-------- ROWS --------

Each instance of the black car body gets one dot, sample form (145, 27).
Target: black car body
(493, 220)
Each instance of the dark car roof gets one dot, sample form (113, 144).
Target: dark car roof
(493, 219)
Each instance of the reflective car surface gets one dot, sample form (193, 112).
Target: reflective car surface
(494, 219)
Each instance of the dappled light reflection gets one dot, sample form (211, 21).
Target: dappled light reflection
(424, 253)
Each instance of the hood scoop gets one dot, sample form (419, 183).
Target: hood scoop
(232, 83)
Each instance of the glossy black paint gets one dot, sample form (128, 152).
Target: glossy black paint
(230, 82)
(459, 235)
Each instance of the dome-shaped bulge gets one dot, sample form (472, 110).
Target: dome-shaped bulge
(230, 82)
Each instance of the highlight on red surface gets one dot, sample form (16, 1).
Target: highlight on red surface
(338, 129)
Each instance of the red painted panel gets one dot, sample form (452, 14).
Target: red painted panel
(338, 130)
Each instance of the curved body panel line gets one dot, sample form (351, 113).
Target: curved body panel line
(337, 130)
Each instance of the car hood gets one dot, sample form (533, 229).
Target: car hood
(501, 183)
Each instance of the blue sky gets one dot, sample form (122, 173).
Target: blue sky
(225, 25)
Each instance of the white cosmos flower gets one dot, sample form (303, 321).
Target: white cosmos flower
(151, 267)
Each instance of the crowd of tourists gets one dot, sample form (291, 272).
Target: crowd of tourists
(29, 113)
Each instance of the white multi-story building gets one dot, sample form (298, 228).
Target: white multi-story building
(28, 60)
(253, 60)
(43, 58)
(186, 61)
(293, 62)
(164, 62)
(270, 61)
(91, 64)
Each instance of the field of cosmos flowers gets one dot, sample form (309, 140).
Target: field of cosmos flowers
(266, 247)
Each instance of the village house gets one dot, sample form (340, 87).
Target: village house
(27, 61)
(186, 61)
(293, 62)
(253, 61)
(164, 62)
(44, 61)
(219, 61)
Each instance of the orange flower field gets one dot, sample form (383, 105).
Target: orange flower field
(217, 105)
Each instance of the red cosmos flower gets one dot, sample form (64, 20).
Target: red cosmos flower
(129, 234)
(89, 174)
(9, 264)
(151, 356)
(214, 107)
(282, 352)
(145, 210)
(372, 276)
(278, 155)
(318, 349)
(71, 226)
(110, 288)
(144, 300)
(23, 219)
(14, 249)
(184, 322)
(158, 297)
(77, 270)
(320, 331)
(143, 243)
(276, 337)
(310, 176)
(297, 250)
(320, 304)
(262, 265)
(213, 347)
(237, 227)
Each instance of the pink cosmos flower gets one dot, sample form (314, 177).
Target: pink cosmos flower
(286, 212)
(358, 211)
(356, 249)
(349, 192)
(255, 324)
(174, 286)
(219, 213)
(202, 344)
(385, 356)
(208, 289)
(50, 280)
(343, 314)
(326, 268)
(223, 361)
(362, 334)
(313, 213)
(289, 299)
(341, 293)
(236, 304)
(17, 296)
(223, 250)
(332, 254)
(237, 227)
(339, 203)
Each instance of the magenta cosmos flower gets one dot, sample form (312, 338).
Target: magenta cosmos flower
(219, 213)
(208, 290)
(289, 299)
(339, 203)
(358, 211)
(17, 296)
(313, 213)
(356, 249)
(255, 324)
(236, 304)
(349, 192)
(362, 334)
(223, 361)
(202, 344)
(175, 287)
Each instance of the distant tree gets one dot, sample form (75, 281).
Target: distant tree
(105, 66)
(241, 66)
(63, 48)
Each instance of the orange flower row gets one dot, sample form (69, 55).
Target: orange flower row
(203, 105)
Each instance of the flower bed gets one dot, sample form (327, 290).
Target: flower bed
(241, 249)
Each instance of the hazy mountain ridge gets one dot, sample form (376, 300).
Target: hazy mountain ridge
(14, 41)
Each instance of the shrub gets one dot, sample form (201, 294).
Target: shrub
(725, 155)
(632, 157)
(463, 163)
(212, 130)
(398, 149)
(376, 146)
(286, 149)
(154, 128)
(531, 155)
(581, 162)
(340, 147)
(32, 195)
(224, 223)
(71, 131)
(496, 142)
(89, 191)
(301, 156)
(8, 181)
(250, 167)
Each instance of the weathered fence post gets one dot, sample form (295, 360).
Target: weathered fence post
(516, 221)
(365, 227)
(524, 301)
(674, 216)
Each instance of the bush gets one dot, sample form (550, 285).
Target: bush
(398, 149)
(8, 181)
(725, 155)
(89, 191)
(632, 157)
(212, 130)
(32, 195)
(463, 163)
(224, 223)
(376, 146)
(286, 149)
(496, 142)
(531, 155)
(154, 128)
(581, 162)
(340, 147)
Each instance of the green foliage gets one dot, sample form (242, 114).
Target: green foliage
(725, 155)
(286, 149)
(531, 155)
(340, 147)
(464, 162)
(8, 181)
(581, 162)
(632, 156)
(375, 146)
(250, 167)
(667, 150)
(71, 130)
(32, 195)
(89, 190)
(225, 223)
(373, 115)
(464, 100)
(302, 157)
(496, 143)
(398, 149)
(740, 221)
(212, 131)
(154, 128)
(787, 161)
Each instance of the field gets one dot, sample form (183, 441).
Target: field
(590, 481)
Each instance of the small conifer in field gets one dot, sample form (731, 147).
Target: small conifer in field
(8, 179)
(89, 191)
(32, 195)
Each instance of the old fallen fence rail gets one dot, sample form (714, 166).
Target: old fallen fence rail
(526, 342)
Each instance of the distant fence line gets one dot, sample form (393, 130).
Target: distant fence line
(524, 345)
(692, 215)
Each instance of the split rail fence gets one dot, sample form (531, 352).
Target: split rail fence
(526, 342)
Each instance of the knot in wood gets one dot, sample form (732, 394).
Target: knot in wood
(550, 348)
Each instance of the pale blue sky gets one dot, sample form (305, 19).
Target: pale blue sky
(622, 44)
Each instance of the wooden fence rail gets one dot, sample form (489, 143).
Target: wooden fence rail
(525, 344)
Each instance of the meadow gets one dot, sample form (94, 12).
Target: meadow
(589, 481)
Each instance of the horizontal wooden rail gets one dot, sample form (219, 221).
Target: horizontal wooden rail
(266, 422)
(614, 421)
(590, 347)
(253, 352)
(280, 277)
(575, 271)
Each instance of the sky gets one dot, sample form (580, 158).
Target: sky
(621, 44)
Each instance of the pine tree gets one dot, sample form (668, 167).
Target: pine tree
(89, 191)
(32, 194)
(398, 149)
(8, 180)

--------

__TASK DETAILS__
Please format the records, starting at the line that contains "Each instance of the wooden" and ending at the end of the records, as a Markdown table with columns named Row and Line. Number each line in Row, put its text in Line, and omit blank lines.

__ANSWER BELOW__
| Row | Line |
|---|---|
| 1 | Each instance of the wooden fence rail gets one dot, sample form (489, 143). |
| 2 | Target: wooden fence rail |
| 3 | (525, 344) |
| 4 | Each instance of the meadow gets one dot, sample form (94, 12). |
| 5 | Target: meadow |
| 6 | (589, 481) |
| 7 | Each instance of the horizontal wooden rail gets one dot, sample form (219, 221). |
| 8 | Target: horizontal wooden rail |
| 9 | (266, 422) |
| 10 | (614, 421) |
| 11 | (590, 347) |
| 12 | (253, 352) |
| 13 | (280, 277) |
| 14 | (575, 271) |
| 15 | Each instance of the sky gets one dot, sample form (580, 158). |
| 16 | Target: sky |
| 17 | (621, 44) |
| 18 | Each instance of the pine tree gets one dot, sample form (668, 167). |
| 19 | Target: pine tree |
| 20 | (89, 191) |
| 21 | (32, 194) |
| 22 | (398, 149) |
| 23 | (8, 180) |